It needs the changed constants replaced with the _DEFAULT versions in 
net/dccp/timer.c and net/dccp/output.c to build with DCCP enabled.  I did that, 
and tested it (over loopback).  The tunables come up at 0, not the expected 
default values, and when that happens, latencies are extremely low, as would be 
expected with a value of 0, but when I set net.ipv4.tcp_delack_min to *any* 
non-zero value, the old 40 ms magic number becomes 200 ms.  I haven't yet 
figured out why.  Tweaking net.ipv4.tcp_ato_min isn't having any observable 
effect on my loopback latencies.

I think there may be something worth pursuing with a tcp_delack_min tunable. 
Any suggestions on where I should look to debug this?

-- Chris

> Index: linux-2.6.27-rc4-misc/include/net/tcp.h
> ===================================================================
> --- linux-2.6.27-rc4-misc.orig/include/net/tcp.h
> +++ linux-2.6.27-rc4-misc/include/net/tcp.h
> @@ -118,12 +118,16 @@ extern void tcp_time_wait(struct sock *s
>  
>  #define TCP_DELACK_MAX	((unsigned)(HZ/5))	/* maximal time to delay before sending an ACK */
>  #if HZ >= 100
> -#define TCP_DELACK_MIN	((unsigned)(HZ/25))	/* minimal time to delay before sending an ACK */
> -#define TCP_ATO_MIN	((unsigned)(HZ/25))

▸ GOAL 1
Reproduce the message about the delayed-ACK tunable verbatim, in full.
The message about the delayed-ACK tunable and the records are unrelated to each other.

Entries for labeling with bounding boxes
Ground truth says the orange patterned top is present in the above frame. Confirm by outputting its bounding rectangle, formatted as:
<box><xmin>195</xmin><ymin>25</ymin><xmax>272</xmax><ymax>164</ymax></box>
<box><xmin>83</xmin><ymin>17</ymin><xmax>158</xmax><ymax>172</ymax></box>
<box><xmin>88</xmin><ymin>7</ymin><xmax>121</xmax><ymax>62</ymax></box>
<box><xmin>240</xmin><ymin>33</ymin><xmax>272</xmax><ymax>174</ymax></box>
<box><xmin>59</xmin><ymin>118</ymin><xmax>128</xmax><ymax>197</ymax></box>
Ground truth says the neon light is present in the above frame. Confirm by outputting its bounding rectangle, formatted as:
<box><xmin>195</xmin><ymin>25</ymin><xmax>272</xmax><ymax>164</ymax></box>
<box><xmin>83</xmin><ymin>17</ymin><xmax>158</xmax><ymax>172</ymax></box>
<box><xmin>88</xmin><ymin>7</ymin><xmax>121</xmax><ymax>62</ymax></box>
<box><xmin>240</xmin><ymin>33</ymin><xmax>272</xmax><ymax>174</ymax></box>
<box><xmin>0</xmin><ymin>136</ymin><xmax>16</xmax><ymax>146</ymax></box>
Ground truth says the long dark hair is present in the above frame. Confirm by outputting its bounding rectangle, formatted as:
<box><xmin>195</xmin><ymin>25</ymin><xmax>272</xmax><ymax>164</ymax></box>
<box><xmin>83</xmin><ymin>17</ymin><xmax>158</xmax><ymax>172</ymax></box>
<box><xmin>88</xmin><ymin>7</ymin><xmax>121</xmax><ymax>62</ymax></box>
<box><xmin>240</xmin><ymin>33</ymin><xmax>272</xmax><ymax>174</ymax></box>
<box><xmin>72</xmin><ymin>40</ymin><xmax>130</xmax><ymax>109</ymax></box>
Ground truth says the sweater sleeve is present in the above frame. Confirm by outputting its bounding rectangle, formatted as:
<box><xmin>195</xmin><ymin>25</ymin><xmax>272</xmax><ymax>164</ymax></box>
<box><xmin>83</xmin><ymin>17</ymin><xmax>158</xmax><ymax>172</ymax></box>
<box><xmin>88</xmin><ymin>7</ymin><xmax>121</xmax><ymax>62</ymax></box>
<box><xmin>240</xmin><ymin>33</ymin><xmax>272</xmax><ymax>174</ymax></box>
==
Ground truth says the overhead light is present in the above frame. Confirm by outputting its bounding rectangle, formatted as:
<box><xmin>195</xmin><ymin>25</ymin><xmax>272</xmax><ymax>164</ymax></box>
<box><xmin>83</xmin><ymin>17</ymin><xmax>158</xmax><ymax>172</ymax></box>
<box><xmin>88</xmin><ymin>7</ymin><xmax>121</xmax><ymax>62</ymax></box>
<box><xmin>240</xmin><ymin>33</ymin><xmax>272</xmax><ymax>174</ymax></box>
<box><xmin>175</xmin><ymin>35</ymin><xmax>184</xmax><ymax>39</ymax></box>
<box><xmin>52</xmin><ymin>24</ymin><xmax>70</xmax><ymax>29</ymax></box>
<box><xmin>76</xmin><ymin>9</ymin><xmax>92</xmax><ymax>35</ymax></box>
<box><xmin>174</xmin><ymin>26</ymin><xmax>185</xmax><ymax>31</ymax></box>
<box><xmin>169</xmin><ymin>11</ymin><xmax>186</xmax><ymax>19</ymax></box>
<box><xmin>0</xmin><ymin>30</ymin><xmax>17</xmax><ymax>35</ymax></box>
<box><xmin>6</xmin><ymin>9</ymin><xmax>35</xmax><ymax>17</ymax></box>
--
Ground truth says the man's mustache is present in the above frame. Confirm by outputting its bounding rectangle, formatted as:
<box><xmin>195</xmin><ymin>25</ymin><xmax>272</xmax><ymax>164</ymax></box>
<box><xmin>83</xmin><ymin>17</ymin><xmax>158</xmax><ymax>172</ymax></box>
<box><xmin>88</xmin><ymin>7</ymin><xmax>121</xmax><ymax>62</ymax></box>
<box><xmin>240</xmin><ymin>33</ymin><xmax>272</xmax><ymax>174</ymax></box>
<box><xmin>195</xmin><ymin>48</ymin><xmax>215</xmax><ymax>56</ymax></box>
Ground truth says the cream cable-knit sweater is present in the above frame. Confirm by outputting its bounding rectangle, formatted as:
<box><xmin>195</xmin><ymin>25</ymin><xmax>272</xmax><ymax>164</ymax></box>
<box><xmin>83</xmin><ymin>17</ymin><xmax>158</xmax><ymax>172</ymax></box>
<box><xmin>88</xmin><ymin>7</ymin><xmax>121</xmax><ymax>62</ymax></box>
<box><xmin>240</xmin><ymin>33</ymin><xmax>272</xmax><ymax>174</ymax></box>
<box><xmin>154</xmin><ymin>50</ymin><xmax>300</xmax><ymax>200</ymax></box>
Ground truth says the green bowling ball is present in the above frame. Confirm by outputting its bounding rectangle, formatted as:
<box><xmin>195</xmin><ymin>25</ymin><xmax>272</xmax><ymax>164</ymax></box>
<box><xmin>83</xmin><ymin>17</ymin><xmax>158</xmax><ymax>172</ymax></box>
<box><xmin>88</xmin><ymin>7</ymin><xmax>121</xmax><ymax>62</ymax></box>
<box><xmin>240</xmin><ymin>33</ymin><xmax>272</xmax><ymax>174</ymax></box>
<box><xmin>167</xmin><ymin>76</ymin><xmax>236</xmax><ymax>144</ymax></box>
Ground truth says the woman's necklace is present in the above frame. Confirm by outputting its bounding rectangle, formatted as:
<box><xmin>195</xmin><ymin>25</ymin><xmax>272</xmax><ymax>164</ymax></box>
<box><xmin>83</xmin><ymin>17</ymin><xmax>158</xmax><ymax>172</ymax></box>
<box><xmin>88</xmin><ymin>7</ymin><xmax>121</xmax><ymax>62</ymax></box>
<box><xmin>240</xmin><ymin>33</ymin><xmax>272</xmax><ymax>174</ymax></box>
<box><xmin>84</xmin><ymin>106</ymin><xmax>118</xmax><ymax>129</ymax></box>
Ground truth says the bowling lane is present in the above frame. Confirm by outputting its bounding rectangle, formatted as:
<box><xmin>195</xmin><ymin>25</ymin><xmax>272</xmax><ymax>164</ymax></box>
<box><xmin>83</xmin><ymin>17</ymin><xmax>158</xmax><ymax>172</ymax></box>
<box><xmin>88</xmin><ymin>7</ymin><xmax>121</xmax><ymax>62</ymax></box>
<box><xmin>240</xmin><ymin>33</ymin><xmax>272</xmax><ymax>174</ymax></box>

▸ GOAL 2
Select each line of the records that contains the word "light".

▸ PROBLEM SOLUTION 1
It needs the changed constants replaced with the _DEFAULT versions in 
net/dccp/timer.c and net/dccp/output.c to build with DCCP enabled.  I did that, 
and tested it (over loopback).  The tunables come up at 0, not the expected 
default values, and when that happens, latencies are extremely low, as would be 
expected with a value of 0, but when I set net.ipv4.tcp_delack_min to *any* 
non-zero value, the old 40 ms magic number becomes 200 ms.  I haven't yet 
figured out why.  Tweaking net.ipv4.tcp_ato_min isn't having any observable 
effect on my loopback latencies.

I think there may be something worth pursuing with a tcp_delack_min tunable. 
Any suggestions on where I should look to debug this?

-- Chris

> Index: linux-2.6.27-rc4-misc/include/net/tcp.h
> ===================================================================
> --- linux-2.6.27-rc4-misc.orig/include/net/tcp.h
> +++ linux-2.6.27-rc4-misc/include/net/tcp.h
> @@ -118,12 +118,16 @@ extern void tcp_time_wait(struct sock *s
>  
>  #define TCP_DELACK_MAX	((unsigned)(HZ/5))	/* maximal time to delay before sending an ACK */
>  #if HZ >= 100
> -#define TCP_DELACK_MIN	((unsigned)(HZ/25))	/* minimal time to delay before sending an ACK */
> -#define TCP_ATO_MIN	((unsigned)(HZ/25))

▸ PROBLEM SOLUTION 2
Ground truth says the neon light is present in the above frame. Confirm by outputting its bounding rectangle, formatted as:
Ground truth says the overhead light is present in the above frame. Confirm by outputting its bounding rectangle, formatted as:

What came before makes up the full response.